What to do | Starting with the line that mentions "Class, indicate each instance of the blurred", repeat each line verbatim until the entries end, both ends included.

Supplied records |
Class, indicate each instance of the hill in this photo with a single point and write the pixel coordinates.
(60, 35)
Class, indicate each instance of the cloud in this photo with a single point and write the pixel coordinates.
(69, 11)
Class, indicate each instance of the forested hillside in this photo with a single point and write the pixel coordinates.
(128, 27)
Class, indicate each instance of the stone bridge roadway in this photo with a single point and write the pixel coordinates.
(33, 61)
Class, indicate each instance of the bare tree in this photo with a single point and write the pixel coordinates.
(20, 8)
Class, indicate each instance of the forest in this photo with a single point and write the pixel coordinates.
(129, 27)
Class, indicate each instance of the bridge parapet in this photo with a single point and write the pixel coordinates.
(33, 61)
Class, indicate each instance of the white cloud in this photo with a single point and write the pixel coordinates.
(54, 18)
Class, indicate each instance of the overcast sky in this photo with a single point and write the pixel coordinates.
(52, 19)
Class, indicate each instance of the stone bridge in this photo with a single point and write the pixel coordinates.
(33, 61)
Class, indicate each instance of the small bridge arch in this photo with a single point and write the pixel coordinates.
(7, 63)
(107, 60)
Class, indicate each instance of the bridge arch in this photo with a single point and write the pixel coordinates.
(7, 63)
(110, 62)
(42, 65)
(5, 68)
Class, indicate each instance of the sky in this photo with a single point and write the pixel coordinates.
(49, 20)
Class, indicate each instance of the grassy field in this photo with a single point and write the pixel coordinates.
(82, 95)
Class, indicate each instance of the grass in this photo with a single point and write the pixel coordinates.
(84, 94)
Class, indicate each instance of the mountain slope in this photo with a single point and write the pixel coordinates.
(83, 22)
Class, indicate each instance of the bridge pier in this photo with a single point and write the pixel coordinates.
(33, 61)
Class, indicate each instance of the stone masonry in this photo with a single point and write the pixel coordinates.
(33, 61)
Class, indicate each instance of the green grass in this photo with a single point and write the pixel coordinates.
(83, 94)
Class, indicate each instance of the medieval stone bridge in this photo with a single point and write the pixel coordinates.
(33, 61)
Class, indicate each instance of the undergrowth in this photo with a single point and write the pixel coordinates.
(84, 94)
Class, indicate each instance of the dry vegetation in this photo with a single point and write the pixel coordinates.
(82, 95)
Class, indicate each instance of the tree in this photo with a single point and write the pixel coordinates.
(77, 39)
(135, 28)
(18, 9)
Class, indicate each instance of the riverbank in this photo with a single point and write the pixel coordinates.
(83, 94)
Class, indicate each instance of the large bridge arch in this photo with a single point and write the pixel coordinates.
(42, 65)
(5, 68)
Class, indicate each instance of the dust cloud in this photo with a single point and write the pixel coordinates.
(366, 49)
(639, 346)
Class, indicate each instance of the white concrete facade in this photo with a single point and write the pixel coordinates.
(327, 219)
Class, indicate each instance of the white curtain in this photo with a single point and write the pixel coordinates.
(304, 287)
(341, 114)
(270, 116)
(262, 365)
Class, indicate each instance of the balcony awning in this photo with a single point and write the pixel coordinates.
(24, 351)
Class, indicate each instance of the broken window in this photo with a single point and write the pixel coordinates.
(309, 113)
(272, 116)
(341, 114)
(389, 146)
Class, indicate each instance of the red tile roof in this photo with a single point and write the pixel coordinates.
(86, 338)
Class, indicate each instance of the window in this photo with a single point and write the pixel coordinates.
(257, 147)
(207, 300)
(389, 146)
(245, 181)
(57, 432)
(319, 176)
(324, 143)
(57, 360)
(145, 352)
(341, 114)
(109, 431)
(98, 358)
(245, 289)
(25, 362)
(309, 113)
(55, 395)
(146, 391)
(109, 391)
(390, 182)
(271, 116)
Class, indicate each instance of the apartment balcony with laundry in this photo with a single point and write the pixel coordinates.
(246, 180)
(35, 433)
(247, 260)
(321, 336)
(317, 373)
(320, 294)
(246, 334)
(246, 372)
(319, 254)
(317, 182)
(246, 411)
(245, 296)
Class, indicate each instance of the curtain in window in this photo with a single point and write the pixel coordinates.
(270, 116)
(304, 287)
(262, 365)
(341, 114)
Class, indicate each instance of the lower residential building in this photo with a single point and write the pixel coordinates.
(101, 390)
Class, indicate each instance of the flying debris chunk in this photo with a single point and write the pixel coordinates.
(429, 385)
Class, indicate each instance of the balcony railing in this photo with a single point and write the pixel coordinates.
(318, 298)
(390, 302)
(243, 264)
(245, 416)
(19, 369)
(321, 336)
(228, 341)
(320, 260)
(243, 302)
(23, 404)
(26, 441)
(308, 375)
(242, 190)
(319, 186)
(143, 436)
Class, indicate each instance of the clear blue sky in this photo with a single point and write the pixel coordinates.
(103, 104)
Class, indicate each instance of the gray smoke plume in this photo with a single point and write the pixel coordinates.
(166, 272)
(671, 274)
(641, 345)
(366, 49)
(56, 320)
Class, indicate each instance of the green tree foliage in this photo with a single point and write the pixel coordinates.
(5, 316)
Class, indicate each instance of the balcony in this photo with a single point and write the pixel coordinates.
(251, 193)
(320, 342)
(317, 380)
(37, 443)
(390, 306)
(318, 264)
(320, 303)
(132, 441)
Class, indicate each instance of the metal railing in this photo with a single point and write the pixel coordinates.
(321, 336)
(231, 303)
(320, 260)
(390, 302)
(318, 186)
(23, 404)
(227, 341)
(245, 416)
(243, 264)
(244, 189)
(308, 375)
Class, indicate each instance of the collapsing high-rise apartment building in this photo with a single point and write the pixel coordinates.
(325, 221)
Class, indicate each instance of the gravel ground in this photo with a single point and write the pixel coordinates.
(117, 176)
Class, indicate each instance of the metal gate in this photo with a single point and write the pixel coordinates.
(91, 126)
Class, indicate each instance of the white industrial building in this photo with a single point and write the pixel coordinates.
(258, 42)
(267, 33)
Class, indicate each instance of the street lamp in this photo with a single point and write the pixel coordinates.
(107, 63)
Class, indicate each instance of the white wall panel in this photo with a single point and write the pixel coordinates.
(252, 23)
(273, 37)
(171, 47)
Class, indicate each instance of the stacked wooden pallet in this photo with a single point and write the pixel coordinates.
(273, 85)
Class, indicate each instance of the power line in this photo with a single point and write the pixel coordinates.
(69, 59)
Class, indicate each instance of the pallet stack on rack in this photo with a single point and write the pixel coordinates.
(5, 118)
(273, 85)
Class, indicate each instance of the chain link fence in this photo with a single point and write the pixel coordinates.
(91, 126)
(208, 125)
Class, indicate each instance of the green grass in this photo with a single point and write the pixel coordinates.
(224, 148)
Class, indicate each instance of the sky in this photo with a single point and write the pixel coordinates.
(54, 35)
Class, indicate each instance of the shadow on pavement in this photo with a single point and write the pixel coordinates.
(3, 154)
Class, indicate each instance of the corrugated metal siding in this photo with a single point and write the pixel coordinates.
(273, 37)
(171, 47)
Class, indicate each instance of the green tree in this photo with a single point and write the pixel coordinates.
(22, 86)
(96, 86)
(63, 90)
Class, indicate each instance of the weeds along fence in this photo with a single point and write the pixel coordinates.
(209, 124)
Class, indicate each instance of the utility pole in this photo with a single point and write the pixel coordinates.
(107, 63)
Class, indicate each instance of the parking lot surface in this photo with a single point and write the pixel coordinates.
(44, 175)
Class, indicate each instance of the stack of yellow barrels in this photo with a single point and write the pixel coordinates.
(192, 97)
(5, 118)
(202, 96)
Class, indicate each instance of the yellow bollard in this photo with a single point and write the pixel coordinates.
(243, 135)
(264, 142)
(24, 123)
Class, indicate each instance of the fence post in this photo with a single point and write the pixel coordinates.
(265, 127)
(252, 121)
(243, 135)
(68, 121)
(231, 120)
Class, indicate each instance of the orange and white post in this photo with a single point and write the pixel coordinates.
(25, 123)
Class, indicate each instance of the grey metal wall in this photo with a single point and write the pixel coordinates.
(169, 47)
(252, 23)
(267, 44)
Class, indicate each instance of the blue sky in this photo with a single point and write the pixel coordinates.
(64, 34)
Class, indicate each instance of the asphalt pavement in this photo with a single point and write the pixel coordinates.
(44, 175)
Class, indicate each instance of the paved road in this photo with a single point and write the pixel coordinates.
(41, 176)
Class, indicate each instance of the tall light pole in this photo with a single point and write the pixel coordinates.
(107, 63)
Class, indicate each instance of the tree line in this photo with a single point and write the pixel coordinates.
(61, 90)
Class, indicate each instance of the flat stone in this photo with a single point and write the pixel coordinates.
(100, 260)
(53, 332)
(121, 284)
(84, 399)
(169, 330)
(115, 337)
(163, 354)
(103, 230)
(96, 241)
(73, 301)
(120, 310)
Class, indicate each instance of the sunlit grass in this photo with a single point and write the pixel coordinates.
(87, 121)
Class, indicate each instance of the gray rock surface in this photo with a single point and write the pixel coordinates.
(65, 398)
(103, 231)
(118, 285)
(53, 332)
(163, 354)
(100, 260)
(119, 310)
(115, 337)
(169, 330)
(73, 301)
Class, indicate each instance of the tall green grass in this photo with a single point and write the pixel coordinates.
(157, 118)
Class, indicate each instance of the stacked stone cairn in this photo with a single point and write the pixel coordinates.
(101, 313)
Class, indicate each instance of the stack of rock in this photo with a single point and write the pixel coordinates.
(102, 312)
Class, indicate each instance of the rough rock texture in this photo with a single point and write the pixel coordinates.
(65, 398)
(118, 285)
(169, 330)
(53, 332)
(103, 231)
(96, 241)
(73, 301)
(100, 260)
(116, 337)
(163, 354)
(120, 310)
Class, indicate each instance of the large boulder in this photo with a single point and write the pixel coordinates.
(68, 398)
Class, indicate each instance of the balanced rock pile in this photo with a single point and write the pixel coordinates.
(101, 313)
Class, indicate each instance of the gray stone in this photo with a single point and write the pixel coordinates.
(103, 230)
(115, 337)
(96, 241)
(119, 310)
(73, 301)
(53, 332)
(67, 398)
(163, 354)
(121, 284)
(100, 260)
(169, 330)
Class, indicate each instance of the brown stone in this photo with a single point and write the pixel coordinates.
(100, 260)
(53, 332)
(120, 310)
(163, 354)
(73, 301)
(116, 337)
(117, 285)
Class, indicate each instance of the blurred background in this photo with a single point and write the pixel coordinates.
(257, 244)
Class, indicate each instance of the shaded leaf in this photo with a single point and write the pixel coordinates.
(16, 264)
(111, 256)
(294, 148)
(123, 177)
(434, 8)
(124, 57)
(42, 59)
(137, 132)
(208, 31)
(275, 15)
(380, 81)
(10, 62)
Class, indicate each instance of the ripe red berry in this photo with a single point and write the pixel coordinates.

The answer |
Class, indicate each instance of the blurred background in this photo with a single point and write the pixel coordinates.
(257, 244)
Class, indicate each instance of the shaded leaf in this photo with a single point and write the pixel coordinates.
(16, 264)
(111, 256)
(294, 148)
(123, 177)
(434, 8)
(124, 57)
(42, 59)
(137, 132)
(208, 31)
(275, 15)
(380, 81)
(10, 62)
Class, indicate each instance of the ripe red berry in this photo with a single point and write the pixel coordinates.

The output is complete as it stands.